General William Wemyss of Wemyss (9 April 1760 – 4 February 1822) was a Scottish soldier in the British Army and Member of Parliament.

Early life
He was the son of the Hon. James Wemyss, third son of the 5th Earl of Wemyss, and his wife Lady Elizabeth Sutherland, only daughter of William Sutherland, 17th Earl of Sutherland.

Career
From 1784 to 1787 Wemyss was MP for Sutherland, succeeding his father, before sitting for Fife from 1787 to 1796 and again from 1807 to 1820.

Military career
Captain in the Army by brevet, 1 July 1783 DAG in Scotland and Major, 18 November 1786 DAG in Scotland and Lieutenant-Colonel, 1 October 1791 Colonel, 22 August 1795

He attained the rank of Major-General on 23 June 1798. Action near Ardee

Major-General William Wemyss raised the 93rd Sutherland Highlanders in 1799 for his cousin the 16-year-old Countess of Sutherland, Elizabeth Sutherland Leveson-Gower.  Men were recruited to the Regiment through a highly original form of conscription.  General Wemyss lined up the young men of each parish and invited them to drink from a large silver bound horn, having drunk his dram it was understood he consented to join the Regiment.

On 16 September 1800 he was Colonel of a new Regiment of Infantry, later the 93rd Regiment of Foot. On 30 October 1805 he was promoted to lieutenant-general. He was aide-de-camp to Major-General Sir William Erskine in the 1809 Walcheren Campaign and during the Peninsular War. In 1810 it was announced that he would succeed Sir Hew Dalrymple as Colonel of the 37th (North Hampshire) Regiment of Foot, with General Needham becoming Colonel of the 93rd, but the appointments did not take place and Wemyss remained Colonel of the 93rd Foot until his death, when he was succeeded by Sir Thomas Hislop.

He was promoted to full general on 4 June 1814.

Personal life
On 16 September 1788 he married Frances, daughter of Sir William Erskine, 1st Baronet. Their children included

 Frances Wemyss (1794–1858), who married James St Clair-Erskine, 3rd Earl of Rosslyn.

Saved data entries:

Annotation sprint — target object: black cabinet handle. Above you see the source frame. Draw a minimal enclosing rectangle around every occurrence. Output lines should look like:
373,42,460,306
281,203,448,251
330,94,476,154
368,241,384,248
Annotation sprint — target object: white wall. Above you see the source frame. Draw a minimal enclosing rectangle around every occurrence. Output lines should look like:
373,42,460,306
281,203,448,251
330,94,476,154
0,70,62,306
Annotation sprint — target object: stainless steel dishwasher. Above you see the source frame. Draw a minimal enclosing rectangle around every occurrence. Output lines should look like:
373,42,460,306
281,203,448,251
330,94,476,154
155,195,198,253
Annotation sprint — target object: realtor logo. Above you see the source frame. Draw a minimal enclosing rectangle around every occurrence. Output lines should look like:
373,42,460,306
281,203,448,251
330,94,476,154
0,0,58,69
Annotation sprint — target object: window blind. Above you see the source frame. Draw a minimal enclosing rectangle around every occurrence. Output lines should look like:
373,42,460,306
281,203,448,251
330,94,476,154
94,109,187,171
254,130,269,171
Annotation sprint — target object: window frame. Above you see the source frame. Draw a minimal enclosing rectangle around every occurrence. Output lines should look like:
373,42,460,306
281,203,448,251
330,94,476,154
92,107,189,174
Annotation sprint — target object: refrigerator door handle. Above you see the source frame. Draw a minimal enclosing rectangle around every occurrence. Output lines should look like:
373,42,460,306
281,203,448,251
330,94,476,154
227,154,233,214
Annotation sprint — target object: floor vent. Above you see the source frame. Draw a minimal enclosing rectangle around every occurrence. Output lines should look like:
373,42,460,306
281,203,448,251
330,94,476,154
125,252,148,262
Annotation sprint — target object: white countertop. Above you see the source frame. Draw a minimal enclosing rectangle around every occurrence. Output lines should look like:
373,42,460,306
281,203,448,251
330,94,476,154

EXERCISES:
a) From the Wemyss biography, retype the passage that begins at the words "On 16 September 1800" and stops after "4 June 1814.".
b) Render this sentence from the Wemyss biography in Spanish: "Men were recruited to the Regiment through a highly original form of conscription."

THE ANSWERS:
a)
On 16 September 1800 he was Colonel of a new Regiment of Infantry, later the 93rd Regiment of Foot. On 30 October 1805 he was promoted to lieutenant-general. He was aide-de-camp to Major-General Sir William Erskine in the 1809 Walcheren Campaign and during the Peninsular War. In 1810 it was announced that he would succeed Sir Hew Dalrymple as Colonel of the 37th (North Hampshire) Regiment of Foot, with General Needham becoming Colonel of the 93rd, but the appointments did not take place and Wemyss remained Colonel of the 93rd Foot until his death, when he was succeeded by Sir Thomas Hislop.

He was promoted to full general on 4 June 1814.

b) Los hombres fueron reclutados para el Regimiento mediante una forma de conscripción sumamente original.